(Coordinate annotation entries)
++++++++++

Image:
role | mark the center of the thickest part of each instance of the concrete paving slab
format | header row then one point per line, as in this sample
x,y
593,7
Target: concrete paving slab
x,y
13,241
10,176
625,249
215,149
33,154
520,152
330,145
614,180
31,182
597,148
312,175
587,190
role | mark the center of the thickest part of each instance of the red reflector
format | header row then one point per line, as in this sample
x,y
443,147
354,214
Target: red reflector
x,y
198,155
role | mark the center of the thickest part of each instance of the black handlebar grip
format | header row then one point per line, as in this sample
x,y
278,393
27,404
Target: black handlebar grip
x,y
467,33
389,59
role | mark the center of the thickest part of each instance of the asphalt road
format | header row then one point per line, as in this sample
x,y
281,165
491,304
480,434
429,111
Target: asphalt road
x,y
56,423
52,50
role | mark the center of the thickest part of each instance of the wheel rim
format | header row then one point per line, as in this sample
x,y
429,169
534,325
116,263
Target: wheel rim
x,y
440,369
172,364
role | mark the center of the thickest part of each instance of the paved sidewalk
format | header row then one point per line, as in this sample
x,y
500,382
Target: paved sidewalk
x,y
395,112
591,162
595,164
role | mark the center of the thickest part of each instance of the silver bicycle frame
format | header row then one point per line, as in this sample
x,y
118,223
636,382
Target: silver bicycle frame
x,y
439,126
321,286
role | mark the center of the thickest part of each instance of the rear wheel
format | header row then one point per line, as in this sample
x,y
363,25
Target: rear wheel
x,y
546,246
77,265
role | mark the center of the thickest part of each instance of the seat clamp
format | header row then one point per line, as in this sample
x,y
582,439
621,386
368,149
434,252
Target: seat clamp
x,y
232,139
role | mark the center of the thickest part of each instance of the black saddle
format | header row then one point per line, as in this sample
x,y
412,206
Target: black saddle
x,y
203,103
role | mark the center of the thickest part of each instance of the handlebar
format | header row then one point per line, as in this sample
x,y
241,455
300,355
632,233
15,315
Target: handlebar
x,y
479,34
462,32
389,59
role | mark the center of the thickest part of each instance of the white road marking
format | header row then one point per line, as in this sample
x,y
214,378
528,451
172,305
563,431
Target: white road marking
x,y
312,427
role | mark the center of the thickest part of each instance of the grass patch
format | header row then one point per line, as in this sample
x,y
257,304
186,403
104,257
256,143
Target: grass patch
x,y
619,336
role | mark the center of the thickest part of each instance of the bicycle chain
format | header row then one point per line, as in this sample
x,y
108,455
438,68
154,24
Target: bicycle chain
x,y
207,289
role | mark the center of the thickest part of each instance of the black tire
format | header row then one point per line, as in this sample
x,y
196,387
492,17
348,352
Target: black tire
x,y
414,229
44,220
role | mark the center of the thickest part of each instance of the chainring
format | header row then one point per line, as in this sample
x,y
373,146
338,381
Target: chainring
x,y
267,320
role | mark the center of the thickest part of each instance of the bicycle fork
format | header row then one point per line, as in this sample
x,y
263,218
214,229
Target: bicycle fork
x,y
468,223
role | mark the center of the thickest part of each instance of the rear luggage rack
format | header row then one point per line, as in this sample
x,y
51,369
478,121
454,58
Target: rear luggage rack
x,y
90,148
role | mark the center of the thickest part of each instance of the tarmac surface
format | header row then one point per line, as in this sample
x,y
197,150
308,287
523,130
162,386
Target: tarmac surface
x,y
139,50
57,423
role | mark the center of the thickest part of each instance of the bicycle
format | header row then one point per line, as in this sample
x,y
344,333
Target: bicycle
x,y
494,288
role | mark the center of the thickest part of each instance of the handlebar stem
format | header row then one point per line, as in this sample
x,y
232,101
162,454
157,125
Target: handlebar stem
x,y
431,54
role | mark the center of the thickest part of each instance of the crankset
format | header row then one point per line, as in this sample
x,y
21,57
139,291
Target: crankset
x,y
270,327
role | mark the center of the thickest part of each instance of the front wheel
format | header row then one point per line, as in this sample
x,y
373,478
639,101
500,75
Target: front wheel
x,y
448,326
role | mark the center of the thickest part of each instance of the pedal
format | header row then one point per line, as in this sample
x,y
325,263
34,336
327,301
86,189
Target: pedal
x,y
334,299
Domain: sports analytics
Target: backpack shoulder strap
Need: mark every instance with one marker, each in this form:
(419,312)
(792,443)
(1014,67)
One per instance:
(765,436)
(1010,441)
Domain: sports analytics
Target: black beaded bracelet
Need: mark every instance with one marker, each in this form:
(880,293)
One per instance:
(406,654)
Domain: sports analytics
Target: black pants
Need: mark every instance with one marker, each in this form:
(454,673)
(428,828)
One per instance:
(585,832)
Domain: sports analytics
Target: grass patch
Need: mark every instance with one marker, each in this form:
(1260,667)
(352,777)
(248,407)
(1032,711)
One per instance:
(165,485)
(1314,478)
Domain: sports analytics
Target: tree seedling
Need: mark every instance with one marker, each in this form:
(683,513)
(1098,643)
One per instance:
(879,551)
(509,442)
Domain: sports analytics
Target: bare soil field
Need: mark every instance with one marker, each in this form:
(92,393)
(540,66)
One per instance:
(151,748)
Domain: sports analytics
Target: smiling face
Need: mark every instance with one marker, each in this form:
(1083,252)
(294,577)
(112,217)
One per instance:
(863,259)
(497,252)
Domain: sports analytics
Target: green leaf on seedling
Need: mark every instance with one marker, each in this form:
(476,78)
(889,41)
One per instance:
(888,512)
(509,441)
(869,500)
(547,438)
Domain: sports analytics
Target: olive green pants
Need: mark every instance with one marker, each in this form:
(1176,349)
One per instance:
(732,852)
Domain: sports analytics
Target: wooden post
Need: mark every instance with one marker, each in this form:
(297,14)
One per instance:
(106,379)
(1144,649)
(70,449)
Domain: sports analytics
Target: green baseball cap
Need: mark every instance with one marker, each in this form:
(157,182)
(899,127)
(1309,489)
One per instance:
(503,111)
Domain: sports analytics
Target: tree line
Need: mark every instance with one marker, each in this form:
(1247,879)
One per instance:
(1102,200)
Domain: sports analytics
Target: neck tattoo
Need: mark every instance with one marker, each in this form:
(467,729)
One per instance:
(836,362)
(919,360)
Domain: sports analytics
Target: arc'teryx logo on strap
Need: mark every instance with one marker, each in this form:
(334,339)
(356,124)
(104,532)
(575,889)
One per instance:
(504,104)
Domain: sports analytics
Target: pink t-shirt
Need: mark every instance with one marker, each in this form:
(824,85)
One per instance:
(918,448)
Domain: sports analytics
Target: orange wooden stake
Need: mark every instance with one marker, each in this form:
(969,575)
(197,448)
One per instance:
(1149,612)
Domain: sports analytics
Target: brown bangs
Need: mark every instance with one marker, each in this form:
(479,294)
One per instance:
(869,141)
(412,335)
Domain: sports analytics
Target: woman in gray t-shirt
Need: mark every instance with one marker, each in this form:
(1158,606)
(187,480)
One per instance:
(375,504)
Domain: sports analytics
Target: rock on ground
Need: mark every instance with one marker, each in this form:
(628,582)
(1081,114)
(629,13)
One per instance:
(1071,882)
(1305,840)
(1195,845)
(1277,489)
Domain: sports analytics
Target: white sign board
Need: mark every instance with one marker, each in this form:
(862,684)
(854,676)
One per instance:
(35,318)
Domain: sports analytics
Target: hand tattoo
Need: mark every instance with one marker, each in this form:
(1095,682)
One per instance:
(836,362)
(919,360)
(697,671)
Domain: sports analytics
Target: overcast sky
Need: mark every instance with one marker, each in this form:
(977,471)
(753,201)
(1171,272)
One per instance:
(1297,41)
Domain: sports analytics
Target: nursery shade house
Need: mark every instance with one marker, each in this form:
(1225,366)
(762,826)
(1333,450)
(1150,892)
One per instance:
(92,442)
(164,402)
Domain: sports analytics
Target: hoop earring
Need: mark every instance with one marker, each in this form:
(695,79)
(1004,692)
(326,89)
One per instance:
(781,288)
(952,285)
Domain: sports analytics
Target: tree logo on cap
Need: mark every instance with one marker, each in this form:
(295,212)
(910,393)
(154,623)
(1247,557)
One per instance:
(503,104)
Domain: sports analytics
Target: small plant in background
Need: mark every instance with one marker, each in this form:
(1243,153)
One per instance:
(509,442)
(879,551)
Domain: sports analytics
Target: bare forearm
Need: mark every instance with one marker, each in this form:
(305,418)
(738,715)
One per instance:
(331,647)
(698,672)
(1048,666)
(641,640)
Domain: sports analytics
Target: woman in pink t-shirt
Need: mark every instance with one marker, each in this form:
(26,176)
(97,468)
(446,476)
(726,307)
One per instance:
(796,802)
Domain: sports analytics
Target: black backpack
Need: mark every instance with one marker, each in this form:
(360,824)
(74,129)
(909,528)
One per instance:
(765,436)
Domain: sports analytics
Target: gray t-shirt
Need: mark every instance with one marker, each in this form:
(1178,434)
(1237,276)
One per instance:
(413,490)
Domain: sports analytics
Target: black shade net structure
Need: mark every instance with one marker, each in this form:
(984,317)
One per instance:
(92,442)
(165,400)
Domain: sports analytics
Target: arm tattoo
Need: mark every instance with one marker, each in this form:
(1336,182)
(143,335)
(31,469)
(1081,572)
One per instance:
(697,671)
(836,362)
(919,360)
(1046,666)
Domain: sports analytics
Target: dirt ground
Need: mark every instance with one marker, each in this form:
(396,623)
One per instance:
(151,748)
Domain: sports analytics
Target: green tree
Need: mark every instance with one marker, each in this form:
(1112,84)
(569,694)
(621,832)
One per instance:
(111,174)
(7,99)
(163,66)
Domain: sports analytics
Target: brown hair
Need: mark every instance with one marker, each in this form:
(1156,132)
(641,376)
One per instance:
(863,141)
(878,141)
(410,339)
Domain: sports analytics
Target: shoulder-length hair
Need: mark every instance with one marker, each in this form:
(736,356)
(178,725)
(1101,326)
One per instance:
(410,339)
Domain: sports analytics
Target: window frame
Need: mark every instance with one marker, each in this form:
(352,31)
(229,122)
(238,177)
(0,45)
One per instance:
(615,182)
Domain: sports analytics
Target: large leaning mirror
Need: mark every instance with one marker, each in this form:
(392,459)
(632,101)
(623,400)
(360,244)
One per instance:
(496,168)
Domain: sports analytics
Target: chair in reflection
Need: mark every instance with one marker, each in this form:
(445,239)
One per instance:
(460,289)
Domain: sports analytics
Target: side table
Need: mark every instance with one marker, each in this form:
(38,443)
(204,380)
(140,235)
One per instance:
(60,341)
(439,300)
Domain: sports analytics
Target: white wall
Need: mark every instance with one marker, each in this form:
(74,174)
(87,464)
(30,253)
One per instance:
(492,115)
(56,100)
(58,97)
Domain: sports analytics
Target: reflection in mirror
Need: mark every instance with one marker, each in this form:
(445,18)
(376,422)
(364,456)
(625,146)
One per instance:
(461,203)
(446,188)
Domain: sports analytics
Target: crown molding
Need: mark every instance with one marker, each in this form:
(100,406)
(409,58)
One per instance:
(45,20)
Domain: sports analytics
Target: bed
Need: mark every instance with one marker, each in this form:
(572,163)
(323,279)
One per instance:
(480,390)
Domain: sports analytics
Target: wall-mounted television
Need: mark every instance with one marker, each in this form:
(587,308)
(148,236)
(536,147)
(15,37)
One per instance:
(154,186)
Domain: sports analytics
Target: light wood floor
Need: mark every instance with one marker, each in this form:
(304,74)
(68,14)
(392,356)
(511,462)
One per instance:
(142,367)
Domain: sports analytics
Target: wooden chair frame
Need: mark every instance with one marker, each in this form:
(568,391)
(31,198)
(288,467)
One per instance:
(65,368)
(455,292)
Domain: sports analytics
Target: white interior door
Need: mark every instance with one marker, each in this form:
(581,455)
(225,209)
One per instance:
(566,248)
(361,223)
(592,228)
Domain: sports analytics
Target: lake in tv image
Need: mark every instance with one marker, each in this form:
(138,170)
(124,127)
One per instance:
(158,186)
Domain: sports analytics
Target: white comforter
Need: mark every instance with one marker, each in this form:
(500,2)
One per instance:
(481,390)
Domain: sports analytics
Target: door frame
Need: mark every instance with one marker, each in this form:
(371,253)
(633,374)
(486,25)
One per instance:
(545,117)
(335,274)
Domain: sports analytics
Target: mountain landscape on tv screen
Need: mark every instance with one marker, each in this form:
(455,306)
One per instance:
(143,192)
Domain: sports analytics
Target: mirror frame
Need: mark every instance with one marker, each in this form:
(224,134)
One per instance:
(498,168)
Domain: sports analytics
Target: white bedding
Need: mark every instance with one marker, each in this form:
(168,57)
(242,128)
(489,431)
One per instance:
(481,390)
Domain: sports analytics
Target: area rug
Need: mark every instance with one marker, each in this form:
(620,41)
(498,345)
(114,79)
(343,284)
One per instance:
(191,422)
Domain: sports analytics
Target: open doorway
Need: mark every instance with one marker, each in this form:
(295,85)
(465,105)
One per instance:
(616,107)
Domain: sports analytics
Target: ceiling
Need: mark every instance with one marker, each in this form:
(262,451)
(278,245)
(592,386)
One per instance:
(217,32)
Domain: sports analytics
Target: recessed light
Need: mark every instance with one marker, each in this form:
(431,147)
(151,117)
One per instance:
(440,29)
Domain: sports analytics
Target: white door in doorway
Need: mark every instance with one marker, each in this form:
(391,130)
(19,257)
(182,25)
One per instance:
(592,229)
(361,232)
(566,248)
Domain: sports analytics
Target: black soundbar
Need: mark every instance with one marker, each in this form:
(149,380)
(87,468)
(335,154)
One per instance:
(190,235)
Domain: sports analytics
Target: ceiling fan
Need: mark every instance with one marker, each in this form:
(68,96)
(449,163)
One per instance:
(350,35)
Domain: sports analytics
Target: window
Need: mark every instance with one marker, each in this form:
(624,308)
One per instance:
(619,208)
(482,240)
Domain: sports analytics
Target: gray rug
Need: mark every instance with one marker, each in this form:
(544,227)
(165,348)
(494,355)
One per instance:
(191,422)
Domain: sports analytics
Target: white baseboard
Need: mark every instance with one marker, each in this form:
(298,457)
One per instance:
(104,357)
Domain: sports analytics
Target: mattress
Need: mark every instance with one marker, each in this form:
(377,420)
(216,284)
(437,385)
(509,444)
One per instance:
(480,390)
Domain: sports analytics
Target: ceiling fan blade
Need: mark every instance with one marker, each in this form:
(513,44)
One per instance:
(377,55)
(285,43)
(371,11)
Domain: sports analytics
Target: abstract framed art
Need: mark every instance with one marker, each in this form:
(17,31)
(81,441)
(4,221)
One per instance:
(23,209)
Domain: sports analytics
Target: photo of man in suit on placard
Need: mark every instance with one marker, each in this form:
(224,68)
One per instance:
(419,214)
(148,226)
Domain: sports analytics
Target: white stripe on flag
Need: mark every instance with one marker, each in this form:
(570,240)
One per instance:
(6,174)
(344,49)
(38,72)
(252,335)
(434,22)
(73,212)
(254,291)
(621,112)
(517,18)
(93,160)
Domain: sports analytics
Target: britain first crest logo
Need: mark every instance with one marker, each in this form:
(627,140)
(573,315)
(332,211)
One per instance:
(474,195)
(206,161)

++++++++++

EXERCISE DESCRIPTION: Find every line above that contains the string "fork" and copy each of those lines.

SOLVED PROBLEM:
role | mark the center of the thickest part of each instance of the bicycle fork
Target: bicycle fork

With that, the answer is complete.